◆ **TO DO**
1 – In the holiday video game post, what did the writer decide to associate with each GM/Team?
2 – Pick up the holiday video game post after its last sentence and continue writing it.

◆ **TEXT PROVIDED**
________________________

Ever since the Steam Christmas Sale, all I can think about is Video Games. 

Video Games Video Games Video Games. 

Prepping my top 10 of 2018 (still a ways to go), I am reminded at the overwhelming choices of awesome games this year. And, of course, other years. Video Games straight up rule, hell you could argue SICHL is a video game! AM I A VIDEO GAME TOO?

Keeping in the fun spirit of the holidays, I decided to associate each GM/Team with a video game of my choice. This is NOT a ranking of said video games, no matter what Jeff P and Matt M will try to tell you. 

Merry Christmas, Happy Holidays and a Great New Year to you all! 

Update: Another set of games was played while I was doing the Rankings. These game will not be reflected in this edition of the Power Rankings, but will be two weeks from now.

________________________

[Stored data entries]
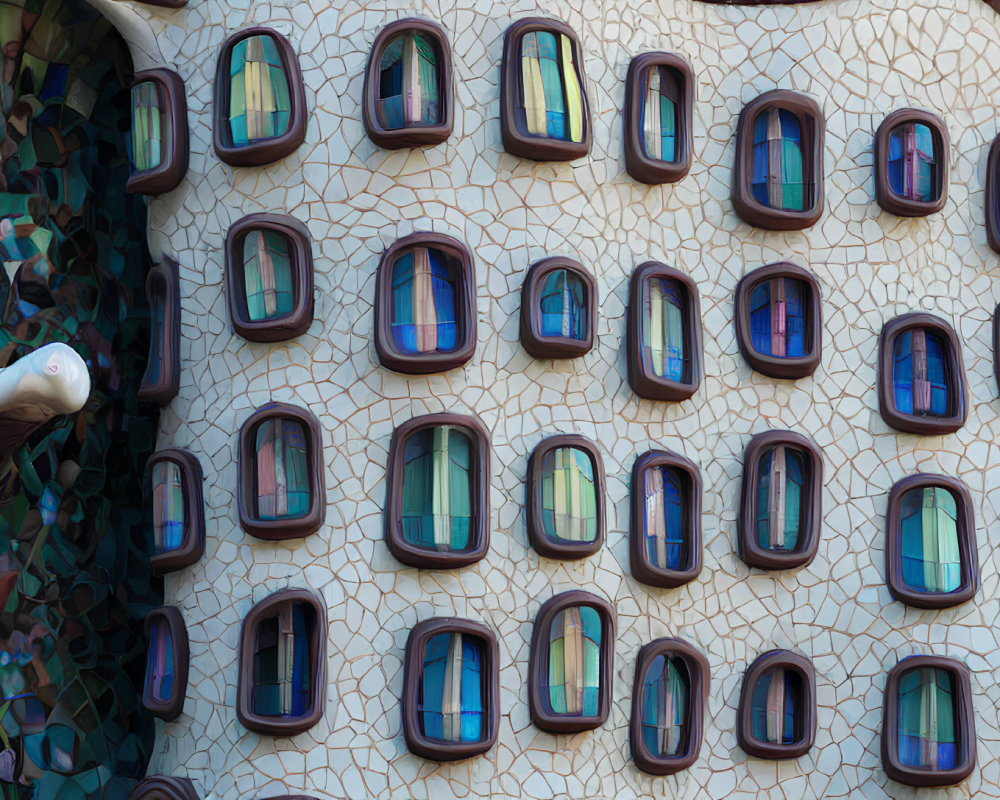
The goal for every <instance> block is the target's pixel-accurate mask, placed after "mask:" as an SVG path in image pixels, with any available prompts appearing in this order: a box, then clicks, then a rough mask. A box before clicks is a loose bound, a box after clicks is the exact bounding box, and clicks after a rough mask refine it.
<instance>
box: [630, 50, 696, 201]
mask: <svg viewBox="0 0 1000 800" xmlns="http://www.w3.org/2000/svg"><path fill="white" fill-rule="evenodd" d="M654 67H666V68H667V69H670V70H673V71H674V72H677V73H679V74H680V80H679V81H678V86H679V88H680V90H681V96H680V97H679V98H678V100H677V121H675V123H674V127H675V130H676V136H675V142H676V144H675V147H676V148H677V150H676V152H677V154H678V158H677V159H675V160H674V161H663V160H661V159H657V158H650V157H649V156H647V155H646V154H645V148H644V147H643V142H642V131H641V130H640V125H639V121H640V119H641V118H642V109H643V106H644V100H643V96H642V77H643V75H644V74H645V72H646V70H648V69H652V68H654ZM622 117H623V120H624V123H625V130H624V134H623V137H622V138H623V140H624V143H625V169H626V171H627V172H628V174H629V175H631V176H632V177H633V178H634V179H635V180H637V181H639V182H640V183H647V184H658V183H676V182H677V181H679V180H680V179H681V178H683V177H684V176H685V175H687V174H688V172H689V171H690V170H691V158H692V153H693V151H694V134H693V132H692V128H693V122H692V121H693V119H694V74H693V73H692V72H691V66H690V65H689V64H688V63H687V61H685V60H684V59H683V58H681V57H680V56H678V55H675V54H674V53H664V52H655V53H642V54H641V55H638V56H635V57H634V58H633V59H632V60H631V61H630V62H629V65H628V74H627V75H626V77H625V108H624V112H623V114H622Z"/></svg>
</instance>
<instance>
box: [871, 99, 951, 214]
mask: <svg viewBox="0 0 1000 800" xmlns="http://www.w3.org/2000/svg"><path fill="white" fill-rule="evenodd" d="M908 123H909V124H914V123H915V124H920V125H926V126H927V127H928V128H930V130H931V135H932V136H933V138H934V146H935V148H937V149H938V155H939V156H940V157H939V158H935V159H934V182H935V185H936V186H937V187H938V197H937V199H936V200H931V201H923V200H908V199H906V198H905V197H900V196H899V195H898V194H896V193H895V192H894V191H893V190H892V189H891V188H890V186H889V135H890V134H891V133H892V132H893V131H894V130H895V129H896V128H898V127H899V126H900V125H906V124H908ZM950 161H951V140H950V139H949V137H948V127H947V126H946V125H945V123H944V120H943V119H941V117H939V116H937V114H932V113H930V112H929V111H922V110H920V109H918V108H900V109H898V110H896V111H893V112H892V113H891V114H889V115H888V116H887V117H886V118H885V119H883V120H882V124H881V125H879V126H878V130H877V131H876V132H875V202H877V203H878V204H879V206H880V207H881V208H882V210H883V211H888V212H889V213H890V214H895V215H896V216H897V217H926V216H927V215H928V214H936V213H937V212H938V211H940V210H941V209H942V208H944V204H945V203H946V202H947V200H948V173H949V168H950Z"/></svg>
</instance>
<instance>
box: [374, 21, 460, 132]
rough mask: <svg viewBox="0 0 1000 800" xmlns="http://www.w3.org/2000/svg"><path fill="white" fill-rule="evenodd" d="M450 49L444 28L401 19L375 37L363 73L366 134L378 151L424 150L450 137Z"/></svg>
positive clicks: (452, 111) (430, 23) (380, 32)
mask: <svg viewBox="0 0 1000 800" xmlns="http://www.w3.org/2000/svg"><path fill="white" fill-rule="evenodd" d="M453 105H454V104H453V100H452V68H451V46H450V45H449V44H448V36H447V34H445V32H444V28H442V27H441V26H440V25H438V24H437V23H436V22H430V21H428V20H423V19H415V18H412V17H411V18H408V19H401V20H398V21H397V22H393V23H390V24H389V25H386V26H385V27H384V28H383V29H382V30H381V31H380V32H379V34H378V36H376V37H375V43H374V44H373V45H372V49H371V54H370V55H369V56H368V67H367V69H366V70H365V96H364V105H363V110H362V115H363V119H364V124H365V132H366V133H367V134H368V138H369V139H371V140H372V141H373V142H374V143H375V144H377V145H378V146H379V147H385V148H388V149H390V150H393V149H396V148H400V147H424V146H427V145H435V144H440V143H441V142H443V141H445V140H446V139H447V138H448V137H449V136H451V129H452V125H453V120H454V110H453Z"/></svg>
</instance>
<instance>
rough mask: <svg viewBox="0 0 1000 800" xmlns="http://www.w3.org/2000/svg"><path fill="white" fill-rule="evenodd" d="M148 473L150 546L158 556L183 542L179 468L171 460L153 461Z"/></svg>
mask: <svg viewBox="0 0 1000 800" xmlns="http://www.w3.org/2000/svg"><path fill="white" fill-rule="evenodd" d="M152 472H153V474H152V481H153V546H154V551H155V553H156V554H157V555H159V554H160V553H166V552H169V551H170V550H176V549H177V548H178V547H180V546H181V544H182V543H183V541H184V487H183V483H182V479H181V468H180V467H179V466H178V465H177V464H175V463H174V462H173V461H157V462H156V463H155V464H154V465H153V471H152Z"/></svg>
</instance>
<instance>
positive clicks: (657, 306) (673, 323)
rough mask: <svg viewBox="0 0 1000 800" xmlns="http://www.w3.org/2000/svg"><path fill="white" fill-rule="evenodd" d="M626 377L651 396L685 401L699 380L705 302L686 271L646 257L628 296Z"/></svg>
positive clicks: (639, 387) (653, 397) (631, 283)
mask: <svg viewBox="0 0 1000 800" xmlns="http://www.w3.org/2000/svg"><path fill="white" fill-rule="evenodd" d="M626 335H627V342H626V349H627V360H628V381H629V385H631V387H632V391H633V392H635V393H636V394H637V395H639V397H644V398H646V399H647V400H686V399H687V398H689V397H690V396H691V395H693V394H694V393H695V392H696V391H698V386H699V385H700V384H701V371H702V349H701V304H700V300H699V298H698V287H697V286H696V285H695V283H694V281H693V280H691V278H690V277H689V276H687V275H685V274H684V273H683V272H680V271H678V270H676V269H674V268H672V267H668V266H666V265H665V264H659V263H657V262H655V261H647V262H646V263H644V264H640V265H639V267H638V268H637V269H636V270H635V272H633V273H632V280H631V281H630V283H629V296H628V330H627V334H626Z"/></svg>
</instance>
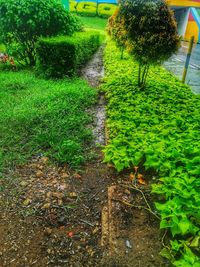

________________________

◆ **ANSWERS BELOW**
1 – A video game of the writer's choice.

2 –
Havana Revolution
Previous: 6 Trend: up 5
Total toss-up for the top two spots, it's clearly the Revolution and the Norsemen. They both at the top of their respective conferences, are 1 and 2 in points in the entire league, although the Norsemen have more significant injuries and a lesser goal differential, PLUS I like jinxing Jeff so the Revolution are your top team for this week's Power Rankings! A round of applause for Jeff, everybody. Jeff has gone 7-1 in his last 8, with a monstrous +19 goal differential. He may have had respectable beginnings, but now he's absolutely crushing anybody in his way. He's got the league's best player, and nothing is going to stop him from dominating the league going forward. Jeff is CALL OF DUTY: PICK ONE.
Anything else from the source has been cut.